• Things to do:
• a. Translate this sentence from the Kagame speech text below into French: "East Africans generally work together, and the East African Community Secretariat has served us well."
• b. Carry the Kagame speech text below forward, picking up right after its final sentence.

Uganda recently released Rwanda prisoners and had expected Kigali to reciprocate but Kagame says Uganda has not done enough as he alleges more Rwandans remain in Ugandan prisons.

Below is part of the speech he delivered before the diplomats in Kigali read.

“Now, earlier the dean of the diplomatic corps mentioned things we achieved as chair of the African Union. Thanks not only for the compliment, but also to you and through you to the Heads of States of Africa. They are really the ones who made my work easier. With them giving the support they did give to me, I couldn’t afford to let them down. So that’s why we made progress.

Apparently, leading the East African Community has become more difficult. Even with fewer countries, being the chair of the Community this past year, is more difficult than leading the whole continent, with so many countries.

Well, I even find a lot of problems leading my own country, and it is just one country. So leading a community is assumed to be more difficult.

Looking back the East African Community has really made good progress over the years. East Africans generally work together, and the East African Community Secretariat has served us well.

Freedom of movement of goods and different things has gone well.

I am sure you are aware of the challenge we had in our country with our neighbour, let me say neighbours, but particularly the neighbour to our north, which is Uganda.

But I think we are making progress as well, and we want to continue to make good progress. But there is always going to be work to do.

You know, people talk a lot about integration. Integration has something that relates to borders. So currently we have some difficulties along our border.

But looking at it, you would assume it is just the border. No, there is what causes the difficulties at the border. And I think those ones need to be paid more attention to.

How did we come to the point where we had difficulties at the border? It’s because of something else. We have to address something else, and by that we will be addressing the difficulties at the border.

Even without borders — let’s suppose borders were removed in the East African Community. For Rwanda, we have Tanzania to the east, Burundi to the south, DRC to the west, Uganda to the north. Let’s assume we removed the borders.

By the way, even without borders, you still have neighbours. You know why? Because even within borders, just talking about Rwanda, within, we still have neighbours. Where I live, an hour away by road, I have a neighbour.

If you remove the border, the one on this side of the borders becomes a neighbour. Then another becomes a neighbour, and another, and another. Communities will always have neighbours.

Why am I saying this? In my community, my home, we have neighbours around.

Depending on how I treat my neighbour, or how the neighbour treats me, we can have freedom of movement, or a relationship, and so forth.

But if my neighbour tells me, if I find you in my home compound, I will do something to you. What that results into is you are now creating a border, a line between your home and mine.

Data items
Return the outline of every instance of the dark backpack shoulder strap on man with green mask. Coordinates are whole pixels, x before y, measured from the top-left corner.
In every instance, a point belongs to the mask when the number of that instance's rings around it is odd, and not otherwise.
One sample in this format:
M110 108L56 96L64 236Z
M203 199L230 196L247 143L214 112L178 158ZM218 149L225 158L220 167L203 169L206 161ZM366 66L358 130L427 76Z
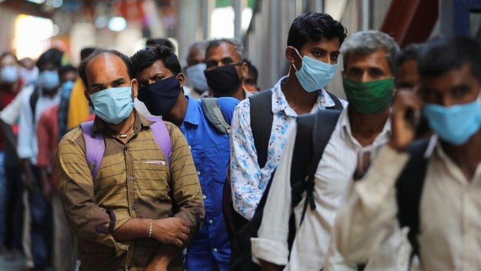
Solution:
M312 210L315 209L312 197L314 175L340 115L341 111L338 110L318 110L314 114L297 118L296 141L291 164L291 206L293 208L297 206L302 199L303 192L307 190L308 197L301 222L304 219L308 203ZM306 161L307 157L309 160Z

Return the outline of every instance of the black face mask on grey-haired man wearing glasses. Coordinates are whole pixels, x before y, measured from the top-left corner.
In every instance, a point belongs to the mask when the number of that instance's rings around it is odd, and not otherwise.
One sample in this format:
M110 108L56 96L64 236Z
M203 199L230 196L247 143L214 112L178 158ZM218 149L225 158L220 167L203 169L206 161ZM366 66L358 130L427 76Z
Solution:
M230 64L204 71L207 85L220 96L226 96L236 91L241 86L241 78L239 78L236 69L236 66L239 65L241 64Z

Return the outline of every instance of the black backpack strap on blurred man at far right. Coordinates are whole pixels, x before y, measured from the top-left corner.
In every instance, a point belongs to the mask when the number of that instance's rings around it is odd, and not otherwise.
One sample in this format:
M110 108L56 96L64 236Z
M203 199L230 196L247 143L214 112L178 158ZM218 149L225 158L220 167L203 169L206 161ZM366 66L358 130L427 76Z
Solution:
M425 157L429 146L428 139L415 141L408 148L410 159L396 182L396 201L398 204L398 221L401 228L408 226L408 239L412 246L412 255L418 255L419 243L419 204L421 201L424 177L428 159Z

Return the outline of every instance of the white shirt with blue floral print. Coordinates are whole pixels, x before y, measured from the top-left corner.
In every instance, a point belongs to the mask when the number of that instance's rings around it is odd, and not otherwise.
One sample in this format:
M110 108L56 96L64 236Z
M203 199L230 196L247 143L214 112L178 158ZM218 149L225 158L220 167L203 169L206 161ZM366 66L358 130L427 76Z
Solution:
M268 145L267 162L260 168L257 162L257 151L250 127L250 101L245 99L239 103L234 112L231 124L231 182L234 208L243 217L251 219L266 189L271 175L277 167L287 135L293 129L297 113L289 106L281 90L282 77L272 91L272 131ZM334 107L335 103L328 93L321 89L311 113L318 109ZM255 94L254 94L255 95ZM347 102L341 100L345 107Z

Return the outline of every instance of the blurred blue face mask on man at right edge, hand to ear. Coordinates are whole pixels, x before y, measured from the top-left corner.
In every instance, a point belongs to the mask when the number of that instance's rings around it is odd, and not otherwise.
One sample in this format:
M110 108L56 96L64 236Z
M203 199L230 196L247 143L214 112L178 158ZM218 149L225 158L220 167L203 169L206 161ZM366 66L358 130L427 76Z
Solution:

• Written answers:
• a. Les Africains de l'Est travaillent généralement ensemble, et le Secrétariat de la Communauté d'Afrique de l'Est nous a bien servis.

• b.
Just by the statement. If I am moving around and loitering and find myself in your compound, and you say this is a no-go area, don’t step here. Stay in your place. You have already created a border between these families.

This is what has happened between Rwanda and Uganda in the recent days. We have had hundreds of Rwandans arrested in Uganda.

And we have raised this matter with Ugandan authorities. We have families of hundreds of families coming and appealing to us asking why don’t you ask Uganda to release our people.

And that matter has been raised with Uganda repeatedly, several times, by different layers of our administration. I myself traveled there.

The families of these people in prison are asking me what I am doing to have their people released and brought back home.

These are people who traveled there for business, students studying there, all kinds of things. But nothing happened.

In fact, what resulted into the so-called closure of the border — it is not really closed as such. I will tell you the facts and you will make your own conclusion.

Because of that, we had to tell Rwandans that the only thing I can do now is tell you not to go to Uganda, those who have not been arrested yet. Just stop going there because if you go there, I have no control.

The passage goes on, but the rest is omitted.